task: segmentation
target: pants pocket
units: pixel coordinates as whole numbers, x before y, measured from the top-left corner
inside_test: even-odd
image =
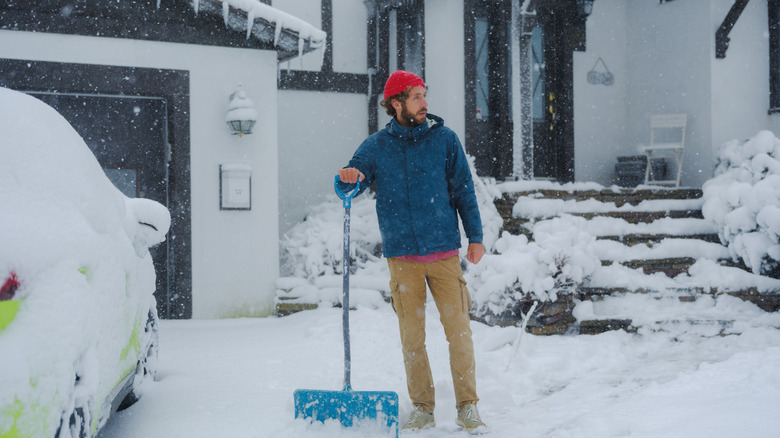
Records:
[[[398,309],[396,308],[396,303],[399,300],[398,296],[398,282],[395,280],[390,280],[390,306],[393,308],[393,312],[395,314],[398,314]]]
[[[469,313],[471,312],[471,293],[469,292],[469,288],[466,287],[466,279],[463,278],[462,275],[458,276],[458,280],[460,281],[460,295],[463,303],[463,312]]]

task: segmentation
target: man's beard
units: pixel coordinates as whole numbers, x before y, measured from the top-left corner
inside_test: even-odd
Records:
[[[420,108],[420,111],[425,110],[425,112],[428,112],[428,108]],[[417,114],[412,114],[409,111],[406,110],[406,105],[401,105],[401,118],[403,120],[408,120],[411,122],[412,126],[419,126],[422,125],[423,122],[425,122],[425,117],[423,117],[421,120],[417,120]]]

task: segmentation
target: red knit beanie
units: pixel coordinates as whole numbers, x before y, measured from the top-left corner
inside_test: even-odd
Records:
[[[418,85],[425,86],[425,82],[423,82],[419,76],[414,73],[409,73],[408,71],[398,70],[387,78],[387,83],[385,83],[385,99],[406,91],[407,88],[416,87]]]

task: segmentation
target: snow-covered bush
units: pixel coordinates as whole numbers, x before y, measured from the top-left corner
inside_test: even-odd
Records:
[[[504,233],[498,254],[486,255],[466,274],[477,315],[499,315],[527,299],[555,301],[583,283],[600,265],[583,231],[585,219],[563,215],[533,226],[535,241]]]
[[[376,217],[376,197],[366,191],[352,200],[350,209],[352,268],[377,261],[382,238]],[[344,253],[344,207],[338,196],[313,206],[303,222],[282,239],[282,276],[314,279],[341,274]]]
[[[715,177],[703,186],[705,219],[733,258],[756,274],[780,268],[780,139],[761,131],[721,146]]]

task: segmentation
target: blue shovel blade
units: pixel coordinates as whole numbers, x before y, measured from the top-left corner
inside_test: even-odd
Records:
[[[398,430],[398,394],[392,391],[298,389],[293,396],[295,418],[339,420],[344,427],[369,419]]]

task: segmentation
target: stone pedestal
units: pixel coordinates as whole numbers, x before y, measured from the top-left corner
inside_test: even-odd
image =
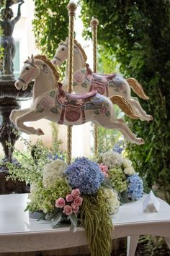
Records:
[[[17,164],[12,158],[12,149],[6,145],[6,141],[13,146],[19,136],[14,132],[17,127],[9,120],[9,115],[13,109],[20,107],[21,101],[32,97],[32,84],[29,85],[26,91],[17,90],[14,87],[15,81],[0,81],[0,142],[1,143],[5,157],[1,161],[0,166],[0,194],[27,193],[29,187],[25,182],[19,181],[6,180],[9,171],[5,166],[5,162],[9,161]]]

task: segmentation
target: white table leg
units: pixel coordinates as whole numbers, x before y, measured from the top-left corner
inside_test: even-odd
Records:
[[[139,236],[128,236],[127,237],[127,256],[135,256]]]
[[[170,237],[164,237],[164,239],[170,249]]]

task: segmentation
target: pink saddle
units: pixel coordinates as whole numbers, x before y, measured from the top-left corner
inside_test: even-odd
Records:
[[[85,100],[88,98],[94,96],[97,93],[97,90],[92,90],[91,92],[89,92],[86,94],[73,94],[73,93],[68,93],[70,100]]]

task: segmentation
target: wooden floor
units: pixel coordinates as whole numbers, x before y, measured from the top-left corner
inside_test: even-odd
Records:
[[[125,247],[125,255],[126,255],[126,238],[121,238],[113,240],[112,248],[113,255],[120,256],[117,253],[119,247]],[[55,249],[51,251],[42,252],[0,252],[0,256],[90,256],[90,252],[87,246],[82,246],[76,248]]]

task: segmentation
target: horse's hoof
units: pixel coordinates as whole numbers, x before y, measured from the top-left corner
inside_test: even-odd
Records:
[[[143,144],[145,144],[145,142],[142,138],[137,138],[136,139],[136,144],[143,145]]]
[[[40,128],[37,129],[37,135],[40,136],[40,135],[44,135],[44,132],[42,131]]]

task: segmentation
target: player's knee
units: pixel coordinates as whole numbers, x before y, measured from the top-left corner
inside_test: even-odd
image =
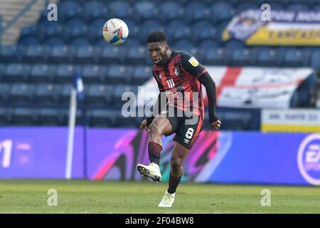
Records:
[[[181,162],[179,158],[172,159],[170,161],[170,165],[171,167],[171,171],[173,173],[179,172],[181,168]]]
[[[149,127],[150,134],[156,136],[161,135],[161,131],[156,123],[152,123]]]

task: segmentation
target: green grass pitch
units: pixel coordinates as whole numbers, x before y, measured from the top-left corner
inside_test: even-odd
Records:
[[[183,182],[171,208],[157,205],[167,183],[88,180],[0,180],[0,213],[320,213],[316,187]],[[48,190],[58,192],[49,207]],[[271,192],[262,207],[261,190]]]

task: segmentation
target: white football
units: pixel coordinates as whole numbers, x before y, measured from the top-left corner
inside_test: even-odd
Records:
[[[122,20],[112,19],[107,21],[102,28],[105,40],[109,43],[119,45],[123,43],[129,35],[129,28]]]

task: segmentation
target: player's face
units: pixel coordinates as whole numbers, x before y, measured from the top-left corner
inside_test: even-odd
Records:
[[[168,61],[167,51],[169,46],[161,42],[148,43],[148,50],[150,58],[156,65],[162,65]]]

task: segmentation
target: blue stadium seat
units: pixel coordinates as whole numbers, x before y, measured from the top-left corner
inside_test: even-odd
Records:
[[[127,63],[143,64],[147,63],[149,53],[146,47],[134,46],[127,51],[128,53],[125,59]]]
[[[160,20],[162,20],[164,23],[167,23],[175,19],[183,19],[183,7],[181,7],[178,1],[166,1],[161,2],[159,9],[161,14]]]
[[[229,50],[214,47],[206,51],[205,64],[228,65],[230,58]]]
[[[107,74],[106,68],[97,65],[85,65],[82,68],[82,78],[85,83],[99,83],[103,81]]]
[[[5,75],[1,78],[4,82],[26,81],[30,75],[31,66],[26,64],[9,63],[6,67]]]
[[[19,39],[18,43],[20,45],[28,46],[28,45],[39,45],[41,41],[38,39],[36,36],[21,37]]]
[[[110,86],[88,85],[85,90],[85,103],[89,105],[107,105],[112,99],[112,88]]]
[[[123,49],[119,48],[119,46],[112,45],[106,45],[101,50],[99,56],[99,62],[100,63],[119,64],[122,63],[124,59]]]
[[[1,46],[0,47],[1,62],[18,62],[24,48],[18,46]]]
[[[28,63],[46,62],[50,51],[50,47],[48,46],[41,45],[28,46],[23,53],[23,61]]]
[[[133,8],[134,17],[139,18],[142,21],[158,17],[158,9],[152,1],[138,1],[134,4]]]
[[[36,123],[36,110],[33,108],[16,108],[12,113],[11,123],[19,126],[31,126]]]
[[[172,46],[177,51],[188,51],[193,48],[194,45],[187,39],[182,39],[174,43]]]
[[[137,66],[134,67],[132,81],[136,85],[143,85],[152,76],[152,69],[149,66]]]
[[[92,46],[80,46],[77,47],[74,61],[78,63],[97,62],[100,48]]]
[[[309,6],[305,3],[296,3],[296,4],[289,4],[287,7],[287,10],[291,11],[308,11]]]
[[[62,86],[56,84],[41,83],[36,86],[33,101],[39,104],[58,104]]]
[[[217,29],[210,23],[200,21],[192,26],[189,36],[195,44],[201,45],[206,39],[217,40]]]
[[[73,61],[73,56],[75,51],[75,47],[72,46],[53,46],[51,49],[51,52],[48,53],[48,59],[50,59],[50,62],[65,63]]]
[[[56,126],[61,124],[61,115],[55,108],[43,108],[38,110],[36,124],[43,126]]]
[[[284,53],[283,66],[303,67],[307,66],[309,52],[302,48],[289,48]]]
[[[54,65],[34,64],[28,81],[32,83],[48,83],[53,81],[56,71],[57,66]]]
[[[11,84],[0,83],[0,102],[6,103],[11,90]]]
[[[237,13],[240,13],[242,11],[248,9],[260,9],[261,5],[259,5],[258,2],[253,2],[250,1],[241,1],[235,7],[235,11]]]
[[[132,68],[124,65],[110,66],[107,80],[112,83],[128,83],[131,81]]]
[[[183,6],[183,14],[188,22],[194,23],[195,21],[206,19],[210,17],[210,10],[203,2],[191,1]]]
[[[315,69],[320,70],[320,50],[314,51],[311,56],[309,66]]]
[[[82,19],[91,23],[92,20],[105,16],[107,15],[108,11],[102,1],[90,1],[83,5],[83,11],[80,16]]]
[[[20,38],[26,37],[36,37],[39,42],[42,42],[46,33],[43,27],[40,26],[31,26],[22,28]]]
[[[119,113],[106,109],[93,109],[88,113],[91,127],[114,126],[115,118]]]
[[[90,41],[84,37],[78,37],[69,43],[69,45],[71,46],[79,47],[82,46],[90,46]]]
[[[187,26],[182,20],[174,20],[170,21],[170,23],[166,26],[164,29],[166,36],[168,36],[167,38],[169,43],[174,41],[174,38],[176,30],[179,29],[179,31],[181,32],[182,31],[182,33],[185,31],[188,31],[188,29],[189,29],[190,31],[190,28],[188,28],[188,26]]]
[[[18,104],[31,103],[34,95],[34,85],[14,83],[12,85],[8,101]]]
[[[81,20],[77,19],[73,19],[65,25],[65,29],[70,30],[69,36],[70,43],[72,43],[75,38],[86,38],[87,26]]]
[[[82,14],[80,3],[76,1],[63,1],[58,4],[58,17],[62,21],[78,17]]]
[[[71,64],[58,65],[56,76],[53,78],[54,81],[64,83],[73,83],[75,69],[75,67]]]
[[[257,64],[260,66],[280,66],[283,53],[281,48],[262,48],[257,55]]]
[[[210,7],[210,18],[213,23],[230,20],[235,14],[233,7],[228,2],[213,3]]]
[[[60,36],[49,37],[48,38],[46,39],[46,41],[43,43],[43,45],[45,46],[64,46],[65,44],[65,41]]]

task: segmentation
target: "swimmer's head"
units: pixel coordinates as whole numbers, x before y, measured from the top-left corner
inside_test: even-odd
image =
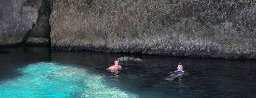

————————

### Instructions to follow
Pull out every line of the listing above that contains the word "blue". Case counts.

### Output of the task
target: blue shovel blade
target: blue stadium seat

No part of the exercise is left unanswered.